# TEKS SUMBER
□ □ □

Awalnya saya biasa saja ketika ditanya seperti itu oleh salah satu teman, saya pun menjawab pertanyaan itu dengan santai, "Ya kenal suaminya sejak kenal Arum. Pas itu mereka masih pacaran." Saya pikir pertanyaan akan berhenti sampai di situ, tapi ternyata masih berlanjut, "Sampai sekarang masih deket sama suaminya Arum?"
Pada pertanyaan kedua tersebut saya mulai merasa aneh. Tapi selayaknya Dek Mon yang tai banget ini, saya pun menjawab, "Wah tyda sudi ya dekat dengan suaminya Arum. Kalau ketemu saja suka anyink-anyinkan."
Saya pun cerita ke Arum, lalu dia bertanya, "Apakah kamu dikira akan menjadi pelakor?" Hmmmm.. Sha ugha. Tampang saya memang serupawan Mulan Jameela, badan pun sama seksinya. Tapi Arum tidak se-gorjes Maia, suaminya pun tidak sekaya Ahmad Dhani. Arum juga tidak sesugih Bu Dendy yang bisa nyawer saya sampai puluhan juta. Kalau mau menjadi pelakor ya jelas saya cari tokoh yang lebih menarik untuk dijadikan drama lah.
Teman saya yang sudah bersuami tidak hanya Arum, dan sejauh ini hubungan saya dengan teman saya dan suami-suaminya baik-baik saja. Saya pun tidak merasa menjadi jomblo merana di antara teman-teman saya yang sudah bersuami. Begitu juga dengan teman-teman saya yang sudah pacaran, saya sering hadir menjadi orang ketiga.
Saya punya teman bernama Mbak Nurani, dia menikah dengan Mas Bangkit yang juga teman saya. Suatu hari saya main ke rumah Mbak Nurani dan Mas Bangkit, ramai-ramai bersama teman perempuan saya yang lain, lalu kami bermain judi sampai larut malam. Tolong rahasiakan hal ini dari Bang Rhoma ya, nanti dia marah.
Teman-teman saya memilih untuk menginap, tapi kan saya nggak diperbolehkan Mami saya untuk menginap, mau nggak mau saya harus pulang. Masalahnya adalah saat itu sudah jam 12 malam dan saya naik motor, saya takut diculik kuntilanak. Akhirnya Mbak Nurani meminta Mas Bangkit untuk mengantar saya pulang naik mobil, motor saya ditinggal saja dulu. Di saat itulah teman saya yang lain iyik, "Mosok suamimu berduaan sama Momon malem-malem gini?", "Mosok Momon dianter bojo uwong." Lalu Mbak Nurani nylekop, "Halah, mung Momon."
((( MUNG MOMON )))

□ □ □

# BAGIAN DATA
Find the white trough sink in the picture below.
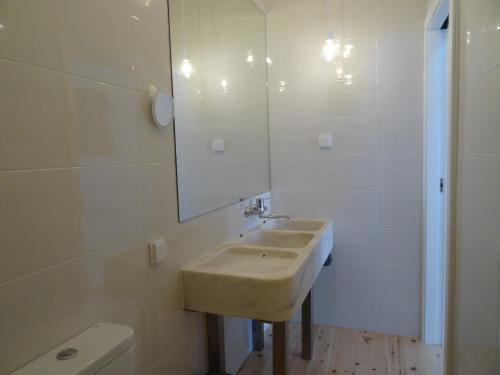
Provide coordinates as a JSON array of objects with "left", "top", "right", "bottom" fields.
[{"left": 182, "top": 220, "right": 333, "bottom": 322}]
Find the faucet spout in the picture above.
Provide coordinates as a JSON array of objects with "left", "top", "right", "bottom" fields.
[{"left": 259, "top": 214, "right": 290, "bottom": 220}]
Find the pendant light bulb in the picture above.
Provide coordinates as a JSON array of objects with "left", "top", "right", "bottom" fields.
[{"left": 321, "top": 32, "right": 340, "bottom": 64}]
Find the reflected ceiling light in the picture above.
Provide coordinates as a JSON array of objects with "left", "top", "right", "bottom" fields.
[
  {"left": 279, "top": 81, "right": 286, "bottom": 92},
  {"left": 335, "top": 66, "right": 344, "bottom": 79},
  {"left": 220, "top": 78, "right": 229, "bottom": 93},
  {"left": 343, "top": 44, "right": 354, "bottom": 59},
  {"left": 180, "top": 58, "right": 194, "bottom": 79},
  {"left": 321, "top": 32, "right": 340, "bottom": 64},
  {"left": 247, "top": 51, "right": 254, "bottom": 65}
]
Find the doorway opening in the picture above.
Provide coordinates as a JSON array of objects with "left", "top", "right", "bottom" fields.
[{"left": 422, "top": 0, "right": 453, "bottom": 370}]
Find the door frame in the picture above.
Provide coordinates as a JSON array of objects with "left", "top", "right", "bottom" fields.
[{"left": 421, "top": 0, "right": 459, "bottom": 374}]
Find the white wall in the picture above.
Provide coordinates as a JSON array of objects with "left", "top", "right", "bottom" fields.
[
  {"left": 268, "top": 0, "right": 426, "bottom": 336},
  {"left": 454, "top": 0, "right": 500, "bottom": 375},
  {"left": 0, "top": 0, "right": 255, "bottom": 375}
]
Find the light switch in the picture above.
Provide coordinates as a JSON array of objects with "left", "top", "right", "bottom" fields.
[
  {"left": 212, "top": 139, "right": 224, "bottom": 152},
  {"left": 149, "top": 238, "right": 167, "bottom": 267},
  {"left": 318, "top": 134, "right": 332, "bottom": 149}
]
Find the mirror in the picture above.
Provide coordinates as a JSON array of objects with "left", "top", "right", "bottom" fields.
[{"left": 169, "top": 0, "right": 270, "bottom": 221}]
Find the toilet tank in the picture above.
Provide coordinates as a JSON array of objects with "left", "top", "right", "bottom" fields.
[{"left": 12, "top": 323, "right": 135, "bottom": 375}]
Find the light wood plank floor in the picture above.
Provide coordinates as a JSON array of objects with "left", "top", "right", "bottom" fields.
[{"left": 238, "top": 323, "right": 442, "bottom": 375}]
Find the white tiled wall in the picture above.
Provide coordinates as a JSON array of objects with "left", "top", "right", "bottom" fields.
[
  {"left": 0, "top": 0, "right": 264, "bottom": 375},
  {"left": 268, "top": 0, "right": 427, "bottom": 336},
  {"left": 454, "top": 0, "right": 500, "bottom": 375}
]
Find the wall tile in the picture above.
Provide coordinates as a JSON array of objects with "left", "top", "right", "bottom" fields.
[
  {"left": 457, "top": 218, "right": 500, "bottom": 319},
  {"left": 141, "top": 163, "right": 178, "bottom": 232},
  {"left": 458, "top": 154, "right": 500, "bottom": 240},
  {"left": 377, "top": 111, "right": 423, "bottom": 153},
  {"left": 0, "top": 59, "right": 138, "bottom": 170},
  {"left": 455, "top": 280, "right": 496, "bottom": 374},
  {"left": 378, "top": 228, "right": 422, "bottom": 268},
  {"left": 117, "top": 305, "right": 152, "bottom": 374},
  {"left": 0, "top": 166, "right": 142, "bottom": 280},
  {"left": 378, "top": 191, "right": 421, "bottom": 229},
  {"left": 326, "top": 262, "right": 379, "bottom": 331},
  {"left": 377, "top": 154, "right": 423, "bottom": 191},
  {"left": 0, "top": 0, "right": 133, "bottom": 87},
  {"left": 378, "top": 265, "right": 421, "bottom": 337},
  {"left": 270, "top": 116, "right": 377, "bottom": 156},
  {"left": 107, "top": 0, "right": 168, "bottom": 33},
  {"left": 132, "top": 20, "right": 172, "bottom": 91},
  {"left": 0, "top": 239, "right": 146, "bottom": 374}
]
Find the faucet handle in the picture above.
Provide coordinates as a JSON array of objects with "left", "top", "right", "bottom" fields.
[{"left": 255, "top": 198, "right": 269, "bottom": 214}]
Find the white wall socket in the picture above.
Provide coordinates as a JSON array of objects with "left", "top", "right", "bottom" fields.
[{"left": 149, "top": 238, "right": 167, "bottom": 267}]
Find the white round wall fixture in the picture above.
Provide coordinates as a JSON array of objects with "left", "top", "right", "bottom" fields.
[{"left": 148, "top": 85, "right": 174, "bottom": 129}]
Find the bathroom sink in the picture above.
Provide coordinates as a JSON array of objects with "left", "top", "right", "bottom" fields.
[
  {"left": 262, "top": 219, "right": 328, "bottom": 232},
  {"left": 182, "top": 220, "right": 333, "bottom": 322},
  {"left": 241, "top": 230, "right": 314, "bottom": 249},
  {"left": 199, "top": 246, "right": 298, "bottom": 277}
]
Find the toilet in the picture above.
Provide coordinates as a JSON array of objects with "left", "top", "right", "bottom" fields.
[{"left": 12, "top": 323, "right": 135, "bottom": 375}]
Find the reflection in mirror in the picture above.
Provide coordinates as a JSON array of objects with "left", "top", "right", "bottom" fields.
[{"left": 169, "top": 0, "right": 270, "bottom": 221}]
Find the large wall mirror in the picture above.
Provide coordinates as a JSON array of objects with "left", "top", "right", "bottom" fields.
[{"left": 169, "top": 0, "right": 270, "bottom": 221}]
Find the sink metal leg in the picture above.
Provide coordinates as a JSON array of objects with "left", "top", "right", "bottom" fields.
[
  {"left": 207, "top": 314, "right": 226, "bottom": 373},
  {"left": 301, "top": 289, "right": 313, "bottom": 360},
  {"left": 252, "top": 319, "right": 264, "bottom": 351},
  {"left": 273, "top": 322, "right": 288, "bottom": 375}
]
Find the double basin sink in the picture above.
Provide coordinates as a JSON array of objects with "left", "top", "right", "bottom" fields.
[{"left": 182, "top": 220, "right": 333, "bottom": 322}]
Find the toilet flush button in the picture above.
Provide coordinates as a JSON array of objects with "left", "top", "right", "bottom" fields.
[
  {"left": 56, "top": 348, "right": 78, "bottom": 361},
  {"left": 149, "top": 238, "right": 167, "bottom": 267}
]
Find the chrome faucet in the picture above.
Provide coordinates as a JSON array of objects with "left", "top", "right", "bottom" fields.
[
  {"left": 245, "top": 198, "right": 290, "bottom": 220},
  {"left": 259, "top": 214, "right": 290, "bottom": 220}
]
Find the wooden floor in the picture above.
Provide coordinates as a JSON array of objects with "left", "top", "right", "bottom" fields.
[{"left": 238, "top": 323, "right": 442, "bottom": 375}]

□ □ □

# KETENTUAN LATIHAN
• A. Menurut teks sumber, siapa yang dinikahi Mbak Nurani?
• B. Kembalikan bagian teks sumber tanpa perubahan, mulai dari "Saya pun cerita" dan terus sampai "dijadikan drama lah.".
• C. Ringkaslah paragraf dalam teks sumber yang diawali dengan "Teman-teman saya memilih untuk menginap" menjadi lebih singkat, tetapi pertahankan fakta-fakta utamanya.

# JAWABAN BERURUTAN
• A. Mbak Nurani menikah dengan Mas Bangkit.

• B.
Saya pun cerita ke Arum, lalu dia bertanya, "Apakah kamu dikira akan menjadi pelakor?" Hmmmm.. Sha ugha. Tampang saya memang serupawan Mulan Jameela, badan pun sama seksinya. Tapi Arum tidak se-gorjes Maia, suaminya pun tidak sekaya Ahmad Dhani. Arum juga tidak sesugih Bu Dendy yang bisa nyawer saya sampai puluhan juta. Kalau mau menjadi pelakor ya jelas saya cari tokoh yang lebih menarik untuk dijadikan drama lah.

• C. Teman-teman menginap, tetapi saya harus pulang karena tidak diizinkan Mami menginap. Saat itu sudah jam 12 malam dan saya naik motor, jadi saya takut diculik kuntilanak. Mbak Nurani pun meminta Mas Bangkit mengantar saya pulang naik mobil, sementara motor saya ditinggal. Teman lain mempersoalkan suami Mbak Nurani yang berduaan dengan Momon malam-malam, tetapi Mbak Nurani menjawab, "Halah, mung Momon."